## Directions for this task
Extract, character for character, every line of the listing from the line containing "BATCH JOB #417 — Object class: tree" through the final line of the listing, both included.

## Exercise materials
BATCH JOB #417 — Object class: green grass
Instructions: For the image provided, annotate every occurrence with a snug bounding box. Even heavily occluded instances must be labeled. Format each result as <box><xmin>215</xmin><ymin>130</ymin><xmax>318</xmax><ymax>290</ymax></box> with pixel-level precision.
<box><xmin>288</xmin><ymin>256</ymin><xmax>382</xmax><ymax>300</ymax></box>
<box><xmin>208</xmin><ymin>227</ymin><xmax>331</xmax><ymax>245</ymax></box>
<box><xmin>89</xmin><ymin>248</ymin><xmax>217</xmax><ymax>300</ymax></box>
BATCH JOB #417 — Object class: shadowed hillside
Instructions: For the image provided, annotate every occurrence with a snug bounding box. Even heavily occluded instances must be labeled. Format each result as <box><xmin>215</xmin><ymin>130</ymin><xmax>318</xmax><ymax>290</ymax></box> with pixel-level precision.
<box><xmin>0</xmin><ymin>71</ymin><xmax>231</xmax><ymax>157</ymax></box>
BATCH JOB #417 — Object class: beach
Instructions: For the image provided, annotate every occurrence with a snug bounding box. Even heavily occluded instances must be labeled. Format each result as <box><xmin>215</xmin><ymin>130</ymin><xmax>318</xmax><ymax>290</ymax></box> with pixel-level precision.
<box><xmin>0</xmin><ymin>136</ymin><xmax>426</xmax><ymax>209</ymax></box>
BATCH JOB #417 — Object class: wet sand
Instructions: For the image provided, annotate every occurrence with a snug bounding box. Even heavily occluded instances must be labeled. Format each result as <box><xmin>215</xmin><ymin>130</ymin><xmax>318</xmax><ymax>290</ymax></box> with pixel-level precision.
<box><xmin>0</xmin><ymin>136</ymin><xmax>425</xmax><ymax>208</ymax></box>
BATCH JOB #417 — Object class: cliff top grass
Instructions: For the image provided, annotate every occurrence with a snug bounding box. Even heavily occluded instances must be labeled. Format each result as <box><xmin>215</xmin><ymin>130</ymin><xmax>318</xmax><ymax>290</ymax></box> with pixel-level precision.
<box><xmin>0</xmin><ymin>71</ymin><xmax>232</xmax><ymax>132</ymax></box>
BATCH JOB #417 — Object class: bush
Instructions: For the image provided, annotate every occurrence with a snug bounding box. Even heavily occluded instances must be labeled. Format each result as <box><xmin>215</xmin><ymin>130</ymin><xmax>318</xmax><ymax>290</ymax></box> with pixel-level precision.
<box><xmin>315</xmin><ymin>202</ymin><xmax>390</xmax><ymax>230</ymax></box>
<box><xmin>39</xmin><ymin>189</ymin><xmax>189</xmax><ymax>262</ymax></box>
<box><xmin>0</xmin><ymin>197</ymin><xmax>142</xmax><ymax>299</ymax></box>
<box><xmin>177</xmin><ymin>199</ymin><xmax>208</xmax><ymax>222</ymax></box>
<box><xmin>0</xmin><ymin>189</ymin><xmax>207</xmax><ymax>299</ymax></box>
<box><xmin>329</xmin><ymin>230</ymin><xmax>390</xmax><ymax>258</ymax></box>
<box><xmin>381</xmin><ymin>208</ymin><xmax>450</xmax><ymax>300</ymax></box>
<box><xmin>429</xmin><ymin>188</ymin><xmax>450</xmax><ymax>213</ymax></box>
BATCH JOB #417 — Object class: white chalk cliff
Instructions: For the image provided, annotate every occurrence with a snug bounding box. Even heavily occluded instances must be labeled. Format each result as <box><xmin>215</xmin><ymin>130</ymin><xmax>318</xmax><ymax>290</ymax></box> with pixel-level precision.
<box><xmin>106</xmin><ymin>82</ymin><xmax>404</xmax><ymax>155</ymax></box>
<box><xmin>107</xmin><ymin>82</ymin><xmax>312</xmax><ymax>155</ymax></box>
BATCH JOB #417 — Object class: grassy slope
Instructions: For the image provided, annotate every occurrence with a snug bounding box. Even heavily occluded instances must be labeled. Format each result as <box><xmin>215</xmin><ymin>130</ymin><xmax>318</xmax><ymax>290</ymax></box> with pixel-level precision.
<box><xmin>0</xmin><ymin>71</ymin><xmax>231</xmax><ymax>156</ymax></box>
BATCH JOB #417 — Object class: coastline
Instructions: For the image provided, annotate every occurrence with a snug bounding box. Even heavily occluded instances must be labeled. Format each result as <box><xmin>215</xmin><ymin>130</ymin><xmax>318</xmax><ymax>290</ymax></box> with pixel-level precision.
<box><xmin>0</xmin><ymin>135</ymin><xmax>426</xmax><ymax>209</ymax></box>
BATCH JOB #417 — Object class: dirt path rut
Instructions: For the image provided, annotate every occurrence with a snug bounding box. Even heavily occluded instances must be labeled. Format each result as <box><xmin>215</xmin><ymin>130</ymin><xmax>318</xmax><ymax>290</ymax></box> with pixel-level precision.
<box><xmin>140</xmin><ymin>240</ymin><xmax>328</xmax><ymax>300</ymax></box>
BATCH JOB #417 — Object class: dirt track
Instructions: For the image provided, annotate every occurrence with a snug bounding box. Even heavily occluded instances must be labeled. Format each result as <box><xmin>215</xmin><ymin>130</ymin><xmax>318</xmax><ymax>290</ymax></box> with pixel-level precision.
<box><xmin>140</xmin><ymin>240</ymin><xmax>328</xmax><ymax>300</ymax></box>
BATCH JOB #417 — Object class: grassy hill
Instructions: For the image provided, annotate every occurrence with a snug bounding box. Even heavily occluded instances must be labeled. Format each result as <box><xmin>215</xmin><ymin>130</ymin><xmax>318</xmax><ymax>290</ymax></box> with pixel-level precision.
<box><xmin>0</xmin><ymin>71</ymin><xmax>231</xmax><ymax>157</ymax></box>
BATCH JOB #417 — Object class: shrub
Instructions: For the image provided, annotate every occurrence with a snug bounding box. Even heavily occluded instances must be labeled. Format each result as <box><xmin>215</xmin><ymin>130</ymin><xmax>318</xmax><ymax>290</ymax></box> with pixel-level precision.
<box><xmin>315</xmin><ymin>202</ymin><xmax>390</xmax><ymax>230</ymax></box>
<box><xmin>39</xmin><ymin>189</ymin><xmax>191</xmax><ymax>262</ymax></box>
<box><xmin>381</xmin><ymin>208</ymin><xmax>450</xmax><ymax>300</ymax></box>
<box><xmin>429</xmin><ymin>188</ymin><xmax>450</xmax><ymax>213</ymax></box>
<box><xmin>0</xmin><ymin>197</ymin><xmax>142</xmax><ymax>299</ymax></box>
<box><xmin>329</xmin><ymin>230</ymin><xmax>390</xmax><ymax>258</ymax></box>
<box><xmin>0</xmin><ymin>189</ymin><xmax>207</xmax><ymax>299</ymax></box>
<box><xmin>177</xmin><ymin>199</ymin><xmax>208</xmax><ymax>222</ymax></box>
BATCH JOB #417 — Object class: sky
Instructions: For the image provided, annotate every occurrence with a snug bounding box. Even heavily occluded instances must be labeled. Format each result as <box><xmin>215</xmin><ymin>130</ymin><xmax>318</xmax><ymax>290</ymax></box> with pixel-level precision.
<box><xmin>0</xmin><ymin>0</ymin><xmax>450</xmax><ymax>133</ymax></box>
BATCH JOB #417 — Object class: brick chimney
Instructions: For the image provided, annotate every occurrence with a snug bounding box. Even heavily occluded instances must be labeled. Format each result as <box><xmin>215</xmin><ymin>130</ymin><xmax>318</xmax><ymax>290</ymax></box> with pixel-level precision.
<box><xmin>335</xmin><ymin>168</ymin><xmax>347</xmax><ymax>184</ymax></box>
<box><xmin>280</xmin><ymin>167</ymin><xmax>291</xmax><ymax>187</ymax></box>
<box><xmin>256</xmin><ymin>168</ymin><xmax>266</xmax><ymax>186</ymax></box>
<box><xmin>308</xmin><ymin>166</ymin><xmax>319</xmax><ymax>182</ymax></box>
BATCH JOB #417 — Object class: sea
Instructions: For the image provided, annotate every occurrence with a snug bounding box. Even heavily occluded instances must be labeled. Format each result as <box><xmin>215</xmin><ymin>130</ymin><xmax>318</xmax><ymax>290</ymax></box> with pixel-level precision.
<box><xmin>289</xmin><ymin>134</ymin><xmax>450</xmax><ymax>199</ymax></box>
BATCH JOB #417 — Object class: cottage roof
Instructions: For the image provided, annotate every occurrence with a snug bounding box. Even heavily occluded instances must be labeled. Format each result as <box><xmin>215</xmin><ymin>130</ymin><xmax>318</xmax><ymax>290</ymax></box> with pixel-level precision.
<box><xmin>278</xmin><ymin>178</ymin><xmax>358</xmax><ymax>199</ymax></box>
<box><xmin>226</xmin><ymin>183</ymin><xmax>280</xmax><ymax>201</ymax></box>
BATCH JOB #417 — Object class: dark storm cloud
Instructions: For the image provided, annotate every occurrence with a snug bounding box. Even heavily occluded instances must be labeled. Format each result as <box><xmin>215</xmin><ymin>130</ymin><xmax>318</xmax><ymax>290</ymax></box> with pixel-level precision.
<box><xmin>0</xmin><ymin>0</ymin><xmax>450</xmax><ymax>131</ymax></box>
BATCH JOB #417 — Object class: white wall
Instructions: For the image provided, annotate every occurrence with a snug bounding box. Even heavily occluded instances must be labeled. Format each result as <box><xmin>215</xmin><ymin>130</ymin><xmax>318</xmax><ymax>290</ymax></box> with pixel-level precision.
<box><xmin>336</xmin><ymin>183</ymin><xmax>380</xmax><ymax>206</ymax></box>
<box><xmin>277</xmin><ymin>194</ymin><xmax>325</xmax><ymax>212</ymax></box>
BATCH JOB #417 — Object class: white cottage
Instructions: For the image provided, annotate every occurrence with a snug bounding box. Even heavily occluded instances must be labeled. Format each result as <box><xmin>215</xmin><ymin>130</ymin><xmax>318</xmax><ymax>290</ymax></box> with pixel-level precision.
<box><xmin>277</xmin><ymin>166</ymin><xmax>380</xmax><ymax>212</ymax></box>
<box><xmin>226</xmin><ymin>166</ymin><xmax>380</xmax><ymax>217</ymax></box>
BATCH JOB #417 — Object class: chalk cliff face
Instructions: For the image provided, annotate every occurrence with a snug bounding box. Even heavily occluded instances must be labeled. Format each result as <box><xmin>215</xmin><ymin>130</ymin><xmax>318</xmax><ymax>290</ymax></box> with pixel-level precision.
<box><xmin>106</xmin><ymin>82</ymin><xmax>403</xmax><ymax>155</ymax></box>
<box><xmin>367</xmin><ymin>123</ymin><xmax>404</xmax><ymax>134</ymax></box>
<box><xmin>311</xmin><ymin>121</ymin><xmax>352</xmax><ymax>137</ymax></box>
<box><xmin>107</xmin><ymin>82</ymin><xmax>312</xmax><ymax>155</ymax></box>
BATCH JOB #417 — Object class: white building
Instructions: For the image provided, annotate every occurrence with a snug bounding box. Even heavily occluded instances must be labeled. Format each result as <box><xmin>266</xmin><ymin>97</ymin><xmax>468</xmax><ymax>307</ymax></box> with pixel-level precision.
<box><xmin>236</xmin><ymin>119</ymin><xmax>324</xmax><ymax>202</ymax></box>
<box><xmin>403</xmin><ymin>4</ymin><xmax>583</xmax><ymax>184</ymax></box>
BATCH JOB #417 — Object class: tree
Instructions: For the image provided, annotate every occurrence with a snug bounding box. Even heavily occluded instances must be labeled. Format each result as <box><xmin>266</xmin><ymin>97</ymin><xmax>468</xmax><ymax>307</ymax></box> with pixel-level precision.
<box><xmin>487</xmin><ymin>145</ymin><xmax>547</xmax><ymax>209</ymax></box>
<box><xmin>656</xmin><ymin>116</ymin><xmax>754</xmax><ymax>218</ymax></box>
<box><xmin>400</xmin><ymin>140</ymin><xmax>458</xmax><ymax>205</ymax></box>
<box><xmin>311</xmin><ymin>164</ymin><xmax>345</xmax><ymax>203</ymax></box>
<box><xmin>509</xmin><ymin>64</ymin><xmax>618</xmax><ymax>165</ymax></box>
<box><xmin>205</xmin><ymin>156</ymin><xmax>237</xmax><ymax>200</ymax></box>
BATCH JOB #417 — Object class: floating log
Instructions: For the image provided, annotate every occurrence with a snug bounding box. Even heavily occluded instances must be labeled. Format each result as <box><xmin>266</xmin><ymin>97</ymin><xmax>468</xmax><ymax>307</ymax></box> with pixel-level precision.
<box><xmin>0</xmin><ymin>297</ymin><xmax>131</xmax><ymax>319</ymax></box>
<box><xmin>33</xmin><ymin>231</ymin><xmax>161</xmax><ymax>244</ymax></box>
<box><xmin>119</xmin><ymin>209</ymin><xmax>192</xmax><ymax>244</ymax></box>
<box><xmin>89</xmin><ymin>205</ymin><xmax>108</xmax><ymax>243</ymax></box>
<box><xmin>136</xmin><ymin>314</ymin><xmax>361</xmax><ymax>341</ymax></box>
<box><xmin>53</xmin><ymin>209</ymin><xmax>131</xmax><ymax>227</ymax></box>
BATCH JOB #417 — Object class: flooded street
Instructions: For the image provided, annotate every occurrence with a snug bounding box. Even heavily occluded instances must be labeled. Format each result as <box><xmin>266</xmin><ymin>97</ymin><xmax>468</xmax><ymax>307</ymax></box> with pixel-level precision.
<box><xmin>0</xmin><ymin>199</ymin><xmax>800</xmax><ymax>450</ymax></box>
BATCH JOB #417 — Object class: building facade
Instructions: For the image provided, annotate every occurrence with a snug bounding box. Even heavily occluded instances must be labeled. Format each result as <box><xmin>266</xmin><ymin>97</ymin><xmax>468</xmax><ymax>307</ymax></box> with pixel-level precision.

## Exercise output
BATCH JOB #417 — Object class: tree
Instructions: For the image provided, annotate every occurrence with a snug bounding box. Even heavily occluded instances must be labeled. Format each result as <box><xmin>266</xmin><ymin>97</ymin><xmax>468</xmax><ymax>307</ymax></box> with pixel-level precision.
<box><xmin>487</xmin><ymin>145</ymin><xmax>547</xmax><ymax>209</ymax></box>
<box><xmin>656</xmin><ymin>116</ymin><xmax>754</xmax><ymax>218</ymax></box>
<box><xmin>400</xmin><ymin>140</ymin><xmax>458</xmax><ymax>205</ymax></box>
<box><xmin>311</xmin><ymin>164</ymin><xmax>345</xmax><ymax>203</ymax></box>
<box><xmin>509</xmin><ymin>64</ymin><xmax>618</xmax><ymax>165</ymax></box>
<box><xmin>205</xmin><ymin>156</ymin><xmax>237</xmax><ymax>200</ymax></box>
BATCH JOB #417 — Object class: floating log
Instructions: For the image provided, annotate every occurrence with a snug bounding box. Even heavily occluded instances must be labeled. Format each result as <box><xmin>266</xmin><ymin>97</ymin><xmax>468</xmax><ymax>307</ymax></box> with pixel-level precision.
<box><xmin>0</xmin><ymin>297</ymin><xmax>131</xmax><ymax>319</ymax></box>
<box><xmin>33</xmin><ymin>231</ymin><xmax>161</xmax><ymax>244</ymax></box>
<box><xmin>119</xmin><ymin>209</ymin><xmax>192</xmax><ymax>244</ymax></box>
<box><xmin>89</xmin><ymin>205</ymin><xmax>108</xmax><ymax>243</ymax></box>
<box><xmin>136</xmin><ymin>314</ymin><xmax>361</xmax><ymax>341</ymax></box>
<box><xmin>53</xmin><ymin>209</ymin><xmax>131</xmax><ymax>227</ymax></box>
BATCH JOB #417 — Object class: flooded street
Instructions: For the image provided, annotate every occurrence with a snug bounding box. Even heavily occluded instances must be labeled. Format each result as <box><xmin>266</xmin><ymin>97</ymin><xmax>468</xmax><ymax>307</ymax></box> with pixel-level precision.
<box><xmin>0</xmin><ymin>199</ymin><xmax>800</xmax><ymax>450</ymax></box>
BATCH JOB #417 — Object class: building facade
Instructions: For the image provided, annotate every occurrence with a snug bounding box. Even heavily occluded instances must be labeled. Format each result as <box><xmin>266</xmin><ymin>97</ymin><xmax>468</xmax><ymax>307</ymax></box> with pixel-level precision.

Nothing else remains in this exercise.